INSTRUCTIONS TO FOLLOW: The expected output is the exact lines from the one containing "class: red digital" through the end of the data, inclusive, and nothing else.

DATA TO EXAMINE:
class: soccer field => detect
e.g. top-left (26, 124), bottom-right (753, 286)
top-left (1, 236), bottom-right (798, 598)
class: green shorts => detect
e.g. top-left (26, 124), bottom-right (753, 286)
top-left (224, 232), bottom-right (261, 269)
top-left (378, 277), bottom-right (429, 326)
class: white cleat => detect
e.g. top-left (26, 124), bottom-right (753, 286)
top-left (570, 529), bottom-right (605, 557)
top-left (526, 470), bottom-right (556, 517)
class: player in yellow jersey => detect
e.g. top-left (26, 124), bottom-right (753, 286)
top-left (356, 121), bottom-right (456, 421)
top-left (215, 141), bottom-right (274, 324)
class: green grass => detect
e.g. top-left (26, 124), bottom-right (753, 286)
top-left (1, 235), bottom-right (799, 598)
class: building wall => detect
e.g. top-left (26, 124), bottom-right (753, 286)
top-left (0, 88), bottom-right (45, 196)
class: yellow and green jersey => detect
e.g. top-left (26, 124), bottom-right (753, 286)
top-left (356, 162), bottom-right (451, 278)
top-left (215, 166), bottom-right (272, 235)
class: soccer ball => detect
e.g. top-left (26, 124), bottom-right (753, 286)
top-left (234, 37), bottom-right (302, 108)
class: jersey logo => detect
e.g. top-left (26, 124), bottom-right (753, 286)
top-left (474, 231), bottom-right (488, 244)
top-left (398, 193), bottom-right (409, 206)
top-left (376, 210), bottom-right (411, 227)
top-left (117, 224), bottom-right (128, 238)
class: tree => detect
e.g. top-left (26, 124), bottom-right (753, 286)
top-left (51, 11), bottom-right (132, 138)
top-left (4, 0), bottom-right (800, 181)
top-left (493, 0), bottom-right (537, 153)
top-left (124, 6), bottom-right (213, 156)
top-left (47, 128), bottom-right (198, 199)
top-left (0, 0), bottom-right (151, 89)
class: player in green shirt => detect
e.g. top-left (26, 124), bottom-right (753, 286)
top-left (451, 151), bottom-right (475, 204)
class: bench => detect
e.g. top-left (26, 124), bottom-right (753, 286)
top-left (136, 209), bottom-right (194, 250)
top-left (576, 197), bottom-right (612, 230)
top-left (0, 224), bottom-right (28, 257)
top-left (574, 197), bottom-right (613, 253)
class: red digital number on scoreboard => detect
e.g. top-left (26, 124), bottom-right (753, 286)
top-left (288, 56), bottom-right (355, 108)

RESULT:
class: red digital number on scoreboard => detect
e.g. top-left (26, 124), bottom-right (753, 286)
top-left (288, 56), bottom-right (355, 108)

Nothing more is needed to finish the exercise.